** START EXCERPT PROVIDED **
The Madelung constant is used in determining the electrostatic potential of a single ion in a crystal by approximating the ions by point charges. It is named after Erwin Madelung, a German physicist.^[1]

Because the anions and cations in an ionic solid are attracting each other by virtue of their opposing charges, separating the ions requires a certain amount of energy. This energy must be given to the system in order to break the anion-cation bonds. The energy required to break these bonds for one mole of an ionic solid under standard conditions is the lattice energy.

The Madelung constant shall allow for the calculation of the electric potential V_i of all ions of the lattice felt by the ion at position r_i

$V_i = \frac{e}{4 \pi \epsilon_0 } \sum_{j \neq i} \frac{z_j}{r_{ij}}\,\!$

where r_ij =|r_i - r_j| is the distance between the ith and the jth ion. In addition,

z_j = number of charges of the jth ion

e = 1.6022×10⁻¹⁹ C

4 π ε₀ = 1.112×10⁻¹⁰ C²/(J m).
** END EXCERPT PROVIDED **
WORK TO COMPLETE: Transcribe the Madelung constant passage from "Because the anions" up to and including "the lattice energy.". Work from the Madelung constant passage alone, drawing on no outside source.
** START DATASET **
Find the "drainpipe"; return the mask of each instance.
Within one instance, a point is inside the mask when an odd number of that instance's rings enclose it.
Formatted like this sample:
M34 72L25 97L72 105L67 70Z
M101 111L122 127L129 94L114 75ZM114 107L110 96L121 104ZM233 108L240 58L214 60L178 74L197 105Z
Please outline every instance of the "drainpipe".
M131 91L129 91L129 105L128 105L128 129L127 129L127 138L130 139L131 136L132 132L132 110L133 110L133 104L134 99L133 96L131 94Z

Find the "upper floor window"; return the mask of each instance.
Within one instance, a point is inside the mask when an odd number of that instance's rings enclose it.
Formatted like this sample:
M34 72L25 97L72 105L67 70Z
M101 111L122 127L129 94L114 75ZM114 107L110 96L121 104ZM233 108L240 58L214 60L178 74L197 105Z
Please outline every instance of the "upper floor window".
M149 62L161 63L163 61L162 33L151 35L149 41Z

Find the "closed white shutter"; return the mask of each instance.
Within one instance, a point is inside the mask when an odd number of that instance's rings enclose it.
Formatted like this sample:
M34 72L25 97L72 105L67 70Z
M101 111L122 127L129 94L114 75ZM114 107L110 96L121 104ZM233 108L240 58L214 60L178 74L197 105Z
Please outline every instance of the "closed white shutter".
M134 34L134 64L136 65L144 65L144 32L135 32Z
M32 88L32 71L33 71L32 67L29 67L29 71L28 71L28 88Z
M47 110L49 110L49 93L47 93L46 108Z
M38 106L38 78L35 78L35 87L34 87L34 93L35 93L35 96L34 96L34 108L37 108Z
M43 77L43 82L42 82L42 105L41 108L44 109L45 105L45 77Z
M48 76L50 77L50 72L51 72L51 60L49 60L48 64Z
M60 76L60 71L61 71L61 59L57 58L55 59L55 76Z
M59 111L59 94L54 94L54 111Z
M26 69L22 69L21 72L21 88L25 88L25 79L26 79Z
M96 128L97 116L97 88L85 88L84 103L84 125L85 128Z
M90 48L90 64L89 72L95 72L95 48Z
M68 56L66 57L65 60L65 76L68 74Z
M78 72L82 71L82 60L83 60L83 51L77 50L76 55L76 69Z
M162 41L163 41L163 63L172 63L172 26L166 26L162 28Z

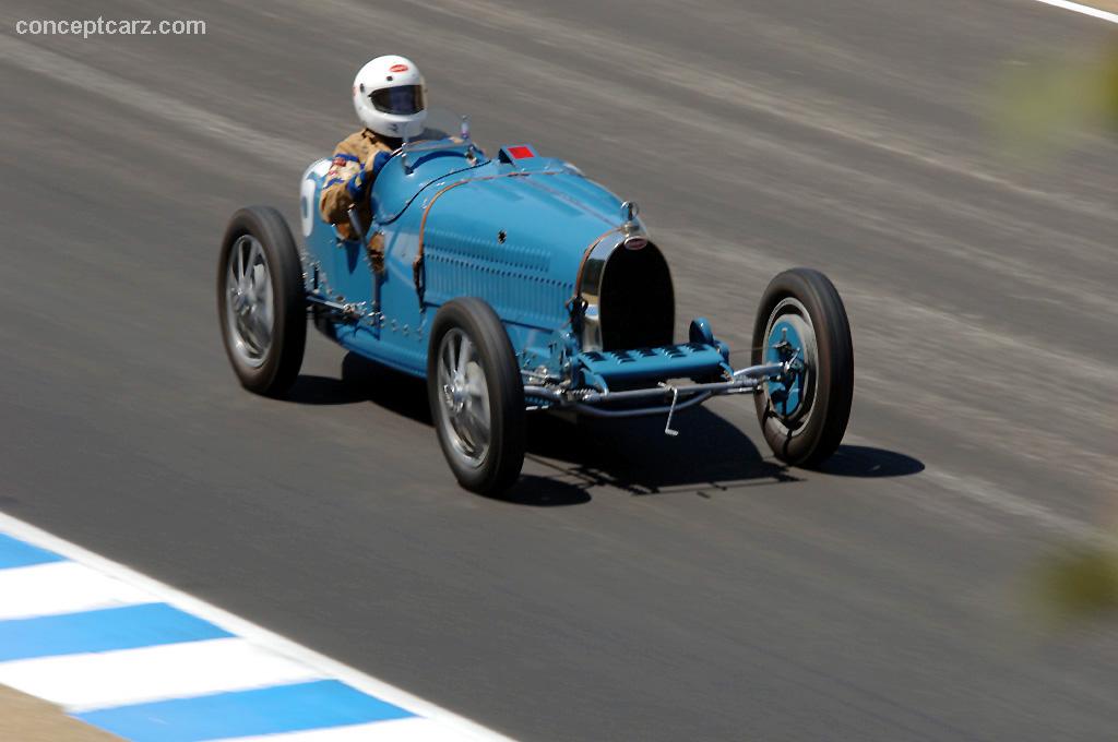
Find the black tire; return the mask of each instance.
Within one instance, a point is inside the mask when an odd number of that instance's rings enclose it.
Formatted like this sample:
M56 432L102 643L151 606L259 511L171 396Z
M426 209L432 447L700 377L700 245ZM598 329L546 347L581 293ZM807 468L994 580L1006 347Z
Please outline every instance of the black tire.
** END DATASET **
TASK OUTPUT:
Because the anions and cations in an ionic solid are attracting each other by virtue of their opposing charges, separating the ions requires a certain amount of energy. This energy must be given to the system in order to break the anion-cation bonds. The energy required to break these bonds for one mole of an ionic solid under standard conditions is the lattice energy.